Task brief
List every distinct name used as a term in the stored-value formula in the PVSR measurement expression text below.

Selected excerpt

%%

In the first case an SNMP OID may be given, which consists only of numbers or it can contain a variable from some of the uploaded MIBs as a prefix. In this case the program measures the given OID.port (if it is not a table measurement, then the port value is 0). The remaining part of this sections deals with the complex expression based measurement calculations.

The measurement expression is a text which is evaluated by PVSR to determine the result of the measurement. The expression is basically follows the Perl programming language, with the exception that special PVSR elements can be used. Some of these elements influence and help the expression evaluation, while others tell PVSR how it should query the SNMP variables. The previous ones are discussed in section 7.2.2.1, while the others in section 7.2.2.2.

It also important to mention that PVSR uses the measurement expression during the discovery process as well, and not just during the data collection process. However if the first line in the measurement expression is

#no_discovery#

then PVSR will not make a sample measurement during the discovery process, so the discovery is entierly based on the Description OID variable. If its value is empty then this measurement type cannot be discovered. In this case an [add new] link is displayed in the Other measurement header, similar to the non-SNMP measurement configuration and the new measurements for this type have to be created using that link.

7.2.2.1 Generic expression elements

The following special variables can be used in the measurement expression. It is important to notice that unlike Perl programing language variables, these have to be used without the $ character

·       OUT: The measured value becomes the value of the OUT variable. During evaluation, the program automatically adds a “return OUT;” line to the expression, but naturally it is also possible to use this in the evaluation

·       NO_LINEAR_OUT: It has the same role as OUT. The difference lies in the processing of the returned value: when using OUT, the application also performs a linear stretch on the received value like in the case of the interface measurement. Therefore, if the received value is X and the previous value was Y, then the stored value becomes (X-Y)*INTERVAL/(INTERVAL+DIFFTIME)+Y. If NO_LINEAR_OUT occurs in the expression, then no such processing is done.

%%

Supplied material
%%

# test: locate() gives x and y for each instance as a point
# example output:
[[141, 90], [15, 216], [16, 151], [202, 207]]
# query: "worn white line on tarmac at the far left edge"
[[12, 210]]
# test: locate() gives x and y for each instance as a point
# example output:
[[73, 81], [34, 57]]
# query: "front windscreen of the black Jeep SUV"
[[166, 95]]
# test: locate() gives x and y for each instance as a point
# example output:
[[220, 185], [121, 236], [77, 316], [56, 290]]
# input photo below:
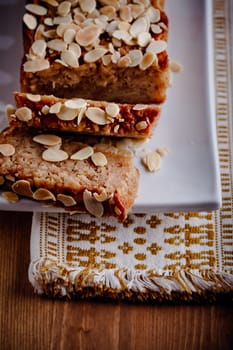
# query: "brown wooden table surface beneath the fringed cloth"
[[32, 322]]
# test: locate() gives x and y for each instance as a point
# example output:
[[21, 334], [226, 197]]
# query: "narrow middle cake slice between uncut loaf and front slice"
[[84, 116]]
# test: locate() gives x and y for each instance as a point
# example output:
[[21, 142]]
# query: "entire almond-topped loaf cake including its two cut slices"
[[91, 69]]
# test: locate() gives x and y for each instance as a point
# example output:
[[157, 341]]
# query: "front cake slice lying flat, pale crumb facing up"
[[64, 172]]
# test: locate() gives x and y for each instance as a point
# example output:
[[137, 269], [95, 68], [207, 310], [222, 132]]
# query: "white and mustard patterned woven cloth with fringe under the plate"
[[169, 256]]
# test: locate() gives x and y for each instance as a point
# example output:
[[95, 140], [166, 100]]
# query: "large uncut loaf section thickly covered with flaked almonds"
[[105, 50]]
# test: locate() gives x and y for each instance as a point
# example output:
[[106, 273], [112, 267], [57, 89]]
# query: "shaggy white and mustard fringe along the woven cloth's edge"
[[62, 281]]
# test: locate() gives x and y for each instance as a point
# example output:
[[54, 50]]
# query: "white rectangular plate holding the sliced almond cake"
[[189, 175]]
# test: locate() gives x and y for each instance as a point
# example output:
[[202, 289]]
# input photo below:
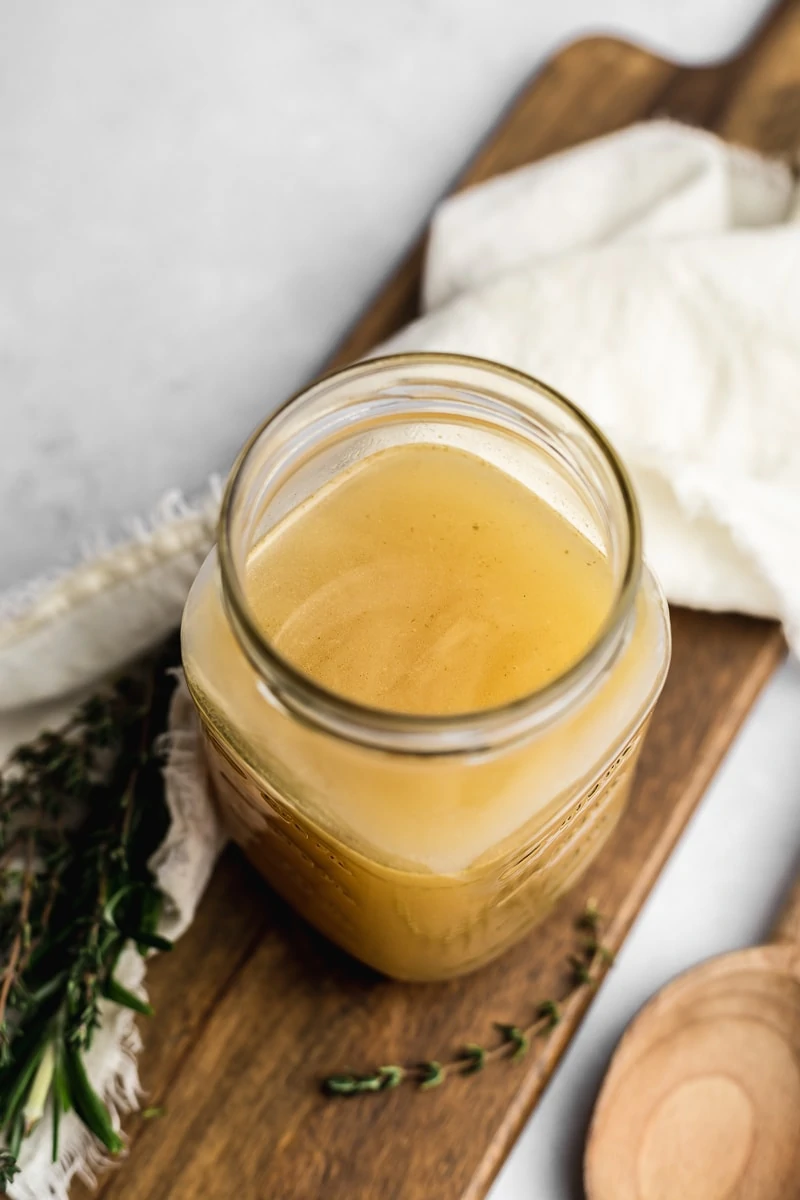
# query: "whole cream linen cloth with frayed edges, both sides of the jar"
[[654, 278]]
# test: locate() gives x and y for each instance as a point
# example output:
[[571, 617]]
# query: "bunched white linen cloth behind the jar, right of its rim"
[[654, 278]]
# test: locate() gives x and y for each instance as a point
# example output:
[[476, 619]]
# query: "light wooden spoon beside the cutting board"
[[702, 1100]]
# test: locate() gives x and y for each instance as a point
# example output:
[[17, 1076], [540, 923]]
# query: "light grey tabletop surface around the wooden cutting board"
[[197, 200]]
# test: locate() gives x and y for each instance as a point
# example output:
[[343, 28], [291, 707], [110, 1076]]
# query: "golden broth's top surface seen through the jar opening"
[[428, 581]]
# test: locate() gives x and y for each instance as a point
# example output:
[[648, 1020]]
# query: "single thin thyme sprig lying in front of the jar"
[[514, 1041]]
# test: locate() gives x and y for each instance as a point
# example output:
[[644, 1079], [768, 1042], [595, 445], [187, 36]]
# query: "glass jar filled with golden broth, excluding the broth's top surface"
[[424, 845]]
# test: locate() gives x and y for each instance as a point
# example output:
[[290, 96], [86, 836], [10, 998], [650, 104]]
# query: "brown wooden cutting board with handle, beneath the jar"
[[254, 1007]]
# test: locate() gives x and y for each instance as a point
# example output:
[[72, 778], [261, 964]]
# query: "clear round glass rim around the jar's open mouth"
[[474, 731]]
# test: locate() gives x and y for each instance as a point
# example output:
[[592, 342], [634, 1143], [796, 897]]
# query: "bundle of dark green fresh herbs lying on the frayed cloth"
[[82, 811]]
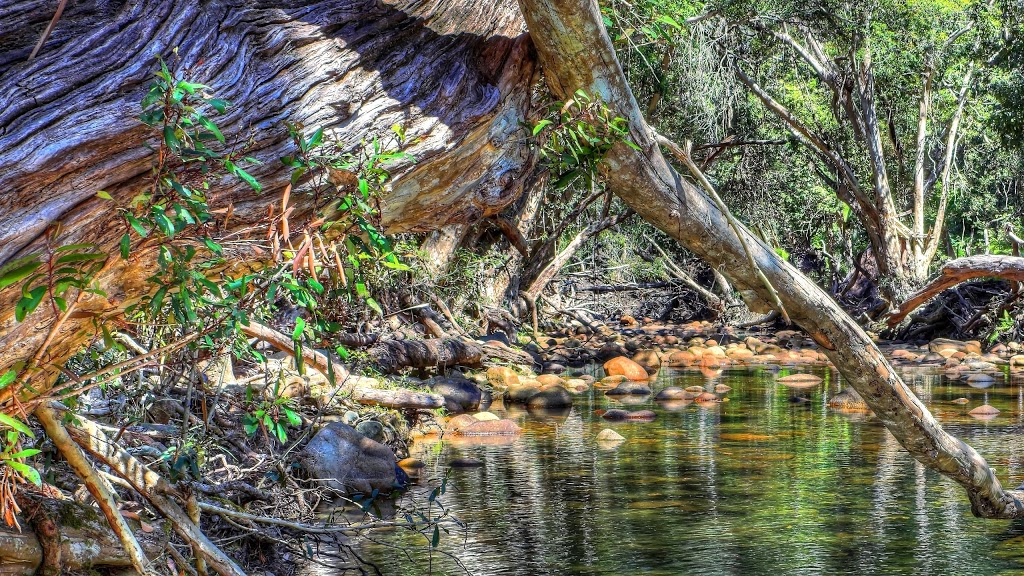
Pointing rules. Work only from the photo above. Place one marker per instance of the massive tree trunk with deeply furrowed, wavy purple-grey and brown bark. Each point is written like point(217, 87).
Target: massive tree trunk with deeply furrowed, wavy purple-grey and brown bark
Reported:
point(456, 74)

%%

Answer section
X, Y, INTERVAL, DIFFTIME